Raw records
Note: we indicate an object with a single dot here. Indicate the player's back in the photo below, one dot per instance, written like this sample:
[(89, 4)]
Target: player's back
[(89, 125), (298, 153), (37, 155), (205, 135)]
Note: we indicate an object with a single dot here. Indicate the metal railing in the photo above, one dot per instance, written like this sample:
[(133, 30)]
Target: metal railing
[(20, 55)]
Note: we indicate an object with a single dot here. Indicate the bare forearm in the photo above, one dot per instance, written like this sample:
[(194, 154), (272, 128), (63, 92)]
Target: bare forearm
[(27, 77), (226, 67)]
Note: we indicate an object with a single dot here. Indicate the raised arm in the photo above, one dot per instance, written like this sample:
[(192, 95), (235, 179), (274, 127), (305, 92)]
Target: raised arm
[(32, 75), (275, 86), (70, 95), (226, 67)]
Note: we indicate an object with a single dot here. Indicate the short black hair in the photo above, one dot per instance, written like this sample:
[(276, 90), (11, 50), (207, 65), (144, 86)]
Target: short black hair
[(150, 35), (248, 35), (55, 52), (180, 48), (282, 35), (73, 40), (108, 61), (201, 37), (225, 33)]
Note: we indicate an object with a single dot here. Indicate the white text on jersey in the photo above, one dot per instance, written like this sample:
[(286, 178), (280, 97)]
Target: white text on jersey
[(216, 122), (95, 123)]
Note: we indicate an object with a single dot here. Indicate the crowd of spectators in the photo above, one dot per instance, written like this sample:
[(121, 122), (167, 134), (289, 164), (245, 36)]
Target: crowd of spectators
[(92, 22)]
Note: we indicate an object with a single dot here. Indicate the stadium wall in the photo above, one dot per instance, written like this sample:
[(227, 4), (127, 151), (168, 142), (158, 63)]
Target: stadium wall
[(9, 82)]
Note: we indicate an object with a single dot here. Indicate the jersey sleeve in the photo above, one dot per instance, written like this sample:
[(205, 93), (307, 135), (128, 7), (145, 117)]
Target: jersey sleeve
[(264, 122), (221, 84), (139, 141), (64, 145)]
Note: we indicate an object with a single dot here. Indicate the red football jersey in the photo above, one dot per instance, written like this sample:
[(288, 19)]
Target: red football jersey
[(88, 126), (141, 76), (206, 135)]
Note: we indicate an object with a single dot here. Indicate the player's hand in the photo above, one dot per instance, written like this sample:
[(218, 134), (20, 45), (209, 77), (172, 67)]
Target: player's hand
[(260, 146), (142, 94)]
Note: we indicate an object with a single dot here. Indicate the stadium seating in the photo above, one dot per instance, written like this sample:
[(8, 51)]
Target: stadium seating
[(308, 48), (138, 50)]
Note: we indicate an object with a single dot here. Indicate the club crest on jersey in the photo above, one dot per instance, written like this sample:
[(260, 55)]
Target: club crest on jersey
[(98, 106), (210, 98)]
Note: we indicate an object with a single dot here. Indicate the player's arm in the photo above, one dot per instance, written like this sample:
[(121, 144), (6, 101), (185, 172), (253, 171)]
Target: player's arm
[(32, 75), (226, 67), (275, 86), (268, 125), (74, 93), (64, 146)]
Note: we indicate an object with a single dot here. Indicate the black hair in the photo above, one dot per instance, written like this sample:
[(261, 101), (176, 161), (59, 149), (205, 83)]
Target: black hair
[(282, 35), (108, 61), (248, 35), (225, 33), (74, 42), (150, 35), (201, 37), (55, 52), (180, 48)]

Problem to work on
Every entry needs to be retyped exactly.

Worked answer
Note: we indicate an object with a single dot here. Indicate the player's back in the photo below, one dot per instance, written like this sample:
[(89, 4)]
Target: player's back
[(89, 125), (298, 153), (37, 155), (205, 135)]
Note: we indicate an object with a single dot here. Indicate the metal railing in the photo above, one dot per instance, written like this sample:
[(133, 30)]
Target: metal railing
[(20, 55)]
Note: we indicate an object with a single dot here. Indicate the bare forearm in the photo above, one dot per instance, written like this sample:
[(194, 154), (272, 128), (63, 92)]
Target: bare forearm
[(27, 77), (226, 67)]
Note: we indicate an object with a single dot here. Indicate the raised arm in the photo above, one dot per instance, written like this sample:
[(192, 95), (235, 179), (274, 127), (305, 92)]
Target: raised arm
[(32, 75), (275, 86), (70, 95), (226, 67)]
Note: we indicate an object with a single dot here. Indicate the short black hair in the photo above, one dot per instance, written like this sample:
[(276, 90), (11, 50), (207, 65), (144, 86)]
Target: short black hair
[(150, 35), (248, 35), (55, 52), (180, 48), (282, 35), (73, 40), (108, 61), (201, 37), (225, 33)]
Note: we indicate an object with a single dot here. Indicate the white text on jersey in the photo above, one dot per instance, written like this sample:
[(286, 178), (280, 97)]
Target: white text on jersey
[(216, 122), (95, 123)]
Note: we indicate an object with a single dot here. Indicate the crowd of spectators in the photo above, one dot per instance, written like this sample:
[(121, 122), (167, 134), (289, 164), (245, 36)]
Target: crowd of spectators
[(92, 22)]
Note: we indicate an object with a single dot here. Indicate the stadium wall in the photo above, one dot per instance, written like this sample:
[(227, 4), (127, 151), (168, 142), (158, 63)]
Target: stadium wall
[(9, 82)]
Note: we indicate an object with a single dot here. Indicate the jersey sleeve in the photo above, one dot per instance, written like this sample:
[(205, 93), (307, 135), (128, 7), (145, 117)]
Target: jersey sleeve
[(264, 122), (221, 84), (139, 141), (64, 145)]
Note: we indicate an object with a single dot here. Indicate the red football jersey in the photo above, one dot per instance, written like this sample:
[(288, 19)]
Target: red football jersey
[(88, 126), (141, 76), (206, 135)]
Note: we indicate an object with a single dot here. Indicate the player's hand in the photo above, one dot per instance, written like this sample:
[(218, 134), (20, 45), (209, 77), (172, 67)]
Target: player's hand
[(260, 146), (142, 94)]
Note: we indicate an object with a single dot here. Indicate the stadium seating in the photo above, one dot per instance, written like this sample:
[(8, 51)]
Target: stadium seating
[(308, 48), (138, 50)]
Note: we indicate an object with a single dot here. Indicate the club crest on jersey in the photo above, one dot per instance, written like this sample:
[(260, 55)]
Target: club crest on jersey
[(98, 106), (210, 98)]
Note: we indicate an object with a single dot here. Indicate the player's arm in the photo above, one dot per instance, written like this sample:
[(121, 144), (6, 101), (185, 172), (253, 171)]
Target: player's arm
[(32, 75), (226, 67), (275, 86), (268, 125), (74, 93), (64, 146)]
Note: we indicate an object with a single dot here. Indicate the black hair in the photo above, one dot per instance, written like this sample:
[(261, 101), (176, 161), (59, 149), (205, 83)]
Target: black hair
[(282, 35), (108, 61), (248, 35), (225, 33), (74, 42), (150, 35), (201, 37), (55, 52), (180, 48)]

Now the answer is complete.